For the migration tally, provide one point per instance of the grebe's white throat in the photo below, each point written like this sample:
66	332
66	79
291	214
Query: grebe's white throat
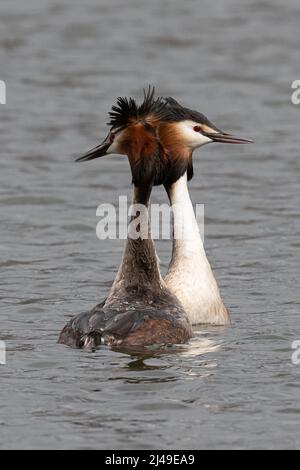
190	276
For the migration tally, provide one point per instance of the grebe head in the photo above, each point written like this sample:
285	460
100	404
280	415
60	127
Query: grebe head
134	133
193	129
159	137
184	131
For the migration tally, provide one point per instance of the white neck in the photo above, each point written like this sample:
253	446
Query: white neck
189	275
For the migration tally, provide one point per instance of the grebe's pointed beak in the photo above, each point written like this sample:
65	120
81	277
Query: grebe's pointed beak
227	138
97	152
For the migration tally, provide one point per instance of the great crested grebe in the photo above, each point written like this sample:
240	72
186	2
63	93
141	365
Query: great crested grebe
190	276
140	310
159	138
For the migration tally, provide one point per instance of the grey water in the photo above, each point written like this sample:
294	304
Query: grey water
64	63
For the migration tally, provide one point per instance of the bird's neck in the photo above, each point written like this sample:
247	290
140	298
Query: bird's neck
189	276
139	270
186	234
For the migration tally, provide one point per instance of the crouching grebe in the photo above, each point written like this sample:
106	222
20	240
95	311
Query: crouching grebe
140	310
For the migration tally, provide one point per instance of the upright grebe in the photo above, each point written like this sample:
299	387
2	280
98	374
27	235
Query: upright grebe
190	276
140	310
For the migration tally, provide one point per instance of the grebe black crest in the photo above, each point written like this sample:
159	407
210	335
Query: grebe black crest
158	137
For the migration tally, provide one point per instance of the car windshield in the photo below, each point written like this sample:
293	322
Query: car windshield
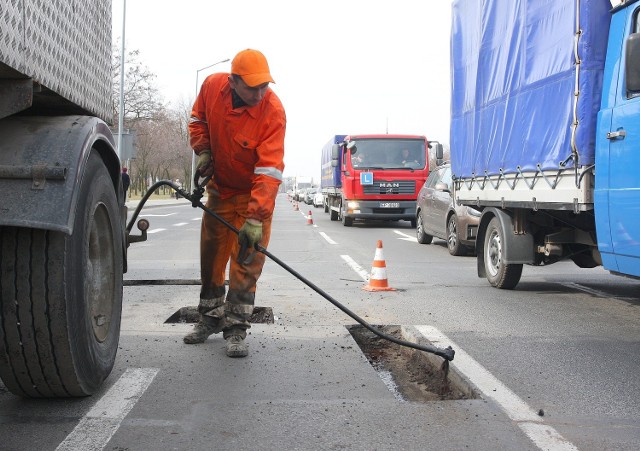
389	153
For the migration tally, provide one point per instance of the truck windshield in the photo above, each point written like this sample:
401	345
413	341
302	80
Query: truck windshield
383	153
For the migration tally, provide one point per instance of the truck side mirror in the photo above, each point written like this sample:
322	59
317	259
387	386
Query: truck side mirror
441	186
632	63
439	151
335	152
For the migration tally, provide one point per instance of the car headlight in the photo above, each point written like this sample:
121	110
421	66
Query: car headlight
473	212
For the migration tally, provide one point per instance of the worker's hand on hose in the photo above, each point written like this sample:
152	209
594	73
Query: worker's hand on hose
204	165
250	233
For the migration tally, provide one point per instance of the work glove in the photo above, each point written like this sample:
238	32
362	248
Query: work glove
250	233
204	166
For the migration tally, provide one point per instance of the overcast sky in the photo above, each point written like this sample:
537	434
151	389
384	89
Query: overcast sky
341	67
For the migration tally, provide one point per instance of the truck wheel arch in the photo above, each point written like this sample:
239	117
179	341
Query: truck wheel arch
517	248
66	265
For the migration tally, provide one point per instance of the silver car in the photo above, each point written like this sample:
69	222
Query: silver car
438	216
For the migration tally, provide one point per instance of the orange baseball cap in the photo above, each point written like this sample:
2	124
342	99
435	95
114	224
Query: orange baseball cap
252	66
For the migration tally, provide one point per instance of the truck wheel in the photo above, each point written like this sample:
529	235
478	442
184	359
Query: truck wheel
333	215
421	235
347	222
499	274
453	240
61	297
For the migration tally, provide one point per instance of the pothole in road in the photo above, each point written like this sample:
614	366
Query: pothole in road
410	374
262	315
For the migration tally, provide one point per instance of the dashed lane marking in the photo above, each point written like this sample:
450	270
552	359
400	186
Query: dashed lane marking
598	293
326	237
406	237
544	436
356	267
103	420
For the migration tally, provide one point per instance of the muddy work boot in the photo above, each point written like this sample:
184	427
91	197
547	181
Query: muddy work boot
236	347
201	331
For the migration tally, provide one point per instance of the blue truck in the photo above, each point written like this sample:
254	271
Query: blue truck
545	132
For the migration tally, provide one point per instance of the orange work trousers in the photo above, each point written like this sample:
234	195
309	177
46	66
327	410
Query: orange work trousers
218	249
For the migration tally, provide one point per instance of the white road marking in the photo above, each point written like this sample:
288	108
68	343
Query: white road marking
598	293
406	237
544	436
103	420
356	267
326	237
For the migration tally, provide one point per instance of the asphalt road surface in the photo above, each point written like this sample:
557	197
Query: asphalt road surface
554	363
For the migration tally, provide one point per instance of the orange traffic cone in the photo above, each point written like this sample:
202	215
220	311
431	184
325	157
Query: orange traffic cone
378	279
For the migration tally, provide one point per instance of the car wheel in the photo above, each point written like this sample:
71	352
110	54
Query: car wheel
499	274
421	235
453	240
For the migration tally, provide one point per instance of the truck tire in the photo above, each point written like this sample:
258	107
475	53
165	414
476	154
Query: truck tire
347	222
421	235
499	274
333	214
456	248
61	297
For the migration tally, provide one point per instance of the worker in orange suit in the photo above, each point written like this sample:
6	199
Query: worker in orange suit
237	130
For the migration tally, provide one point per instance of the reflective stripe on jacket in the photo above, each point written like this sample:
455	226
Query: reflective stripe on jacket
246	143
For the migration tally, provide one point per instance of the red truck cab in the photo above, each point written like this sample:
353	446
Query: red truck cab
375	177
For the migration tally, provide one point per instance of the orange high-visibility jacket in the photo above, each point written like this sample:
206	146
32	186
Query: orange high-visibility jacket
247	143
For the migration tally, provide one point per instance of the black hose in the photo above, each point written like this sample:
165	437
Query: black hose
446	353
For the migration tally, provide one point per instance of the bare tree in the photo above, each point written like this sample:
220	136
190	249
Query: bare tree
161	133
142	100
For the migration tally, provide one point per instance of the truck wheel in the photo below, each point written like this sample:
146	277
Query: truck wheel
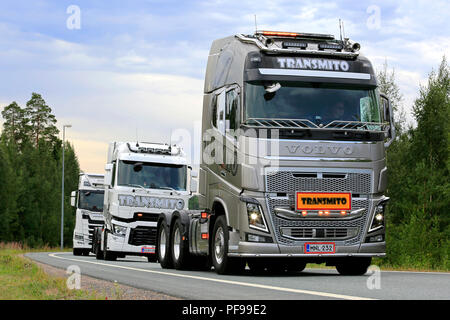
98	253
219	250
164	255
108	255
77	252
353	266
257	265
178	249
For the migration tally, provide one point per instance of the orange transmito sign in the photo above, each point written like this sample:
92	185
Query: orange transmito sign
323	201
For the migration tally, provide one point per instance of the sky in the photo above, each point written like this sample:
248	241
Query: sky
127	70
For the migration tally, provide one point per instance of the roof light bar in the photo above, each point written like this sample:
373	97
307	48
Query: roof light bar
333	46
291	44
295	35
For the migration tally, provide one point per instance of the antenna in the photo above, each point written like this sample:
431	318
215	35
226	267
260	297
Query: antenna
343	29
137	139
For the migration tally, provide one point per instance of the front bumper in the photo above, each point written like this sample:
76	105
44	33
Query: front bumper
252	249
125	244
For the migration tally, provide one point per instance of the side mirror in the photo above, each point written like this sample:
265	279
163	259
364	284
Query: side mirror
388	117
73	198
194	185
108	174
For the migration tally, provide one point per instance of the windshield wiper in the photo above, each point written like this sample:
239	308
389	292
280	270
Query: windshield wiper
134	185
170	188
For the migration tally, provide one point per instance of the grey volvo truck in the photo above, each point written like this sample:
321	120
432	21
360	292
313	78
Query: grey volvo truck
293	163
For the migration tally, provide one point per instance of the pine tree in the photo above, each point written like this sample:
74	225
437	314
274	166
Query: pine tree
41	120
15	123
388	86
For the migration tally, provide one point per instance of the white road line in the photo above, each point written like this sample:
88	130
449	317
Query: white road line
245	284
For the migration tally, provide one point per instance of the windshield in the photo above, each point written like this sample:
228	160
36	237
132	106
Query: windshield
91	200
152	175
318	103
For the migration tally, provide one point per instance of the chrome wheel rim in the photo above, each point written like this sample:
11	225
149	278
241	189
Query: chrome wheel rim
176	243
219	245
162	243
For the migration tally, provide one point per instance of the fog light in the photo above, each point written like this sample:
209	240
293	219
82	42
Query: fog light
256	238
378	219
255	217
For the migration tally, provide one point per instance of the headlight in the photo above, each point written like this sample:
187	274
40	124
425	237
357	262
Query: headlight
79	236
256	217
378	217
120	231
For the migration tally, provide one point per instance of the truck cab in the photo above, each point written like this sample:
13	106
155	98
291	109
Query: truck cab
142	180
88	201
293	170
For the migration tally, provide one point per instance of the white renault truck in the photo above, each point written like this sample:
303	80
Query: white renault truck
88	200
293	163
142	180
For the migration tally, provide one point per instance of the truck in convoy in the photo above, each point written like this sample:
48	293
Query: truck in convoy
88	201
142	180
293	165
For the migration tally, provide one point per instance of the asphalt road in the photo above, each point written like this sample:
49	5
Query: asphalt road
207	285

= = = = = = =

• _Action item_
Among the lines above, find the ones containing "below" and copy them.

• _Task output_
For the migration tally, provide one point per instance of the grebe's white throat in the photo below, each point written like this sample:
For the migration tally, provide one point per instance of the car windshield in the photo below, each point written like this sample:
For the migration tally, provide one point per instance of the truck wheel in the photo below, each point written like this sample:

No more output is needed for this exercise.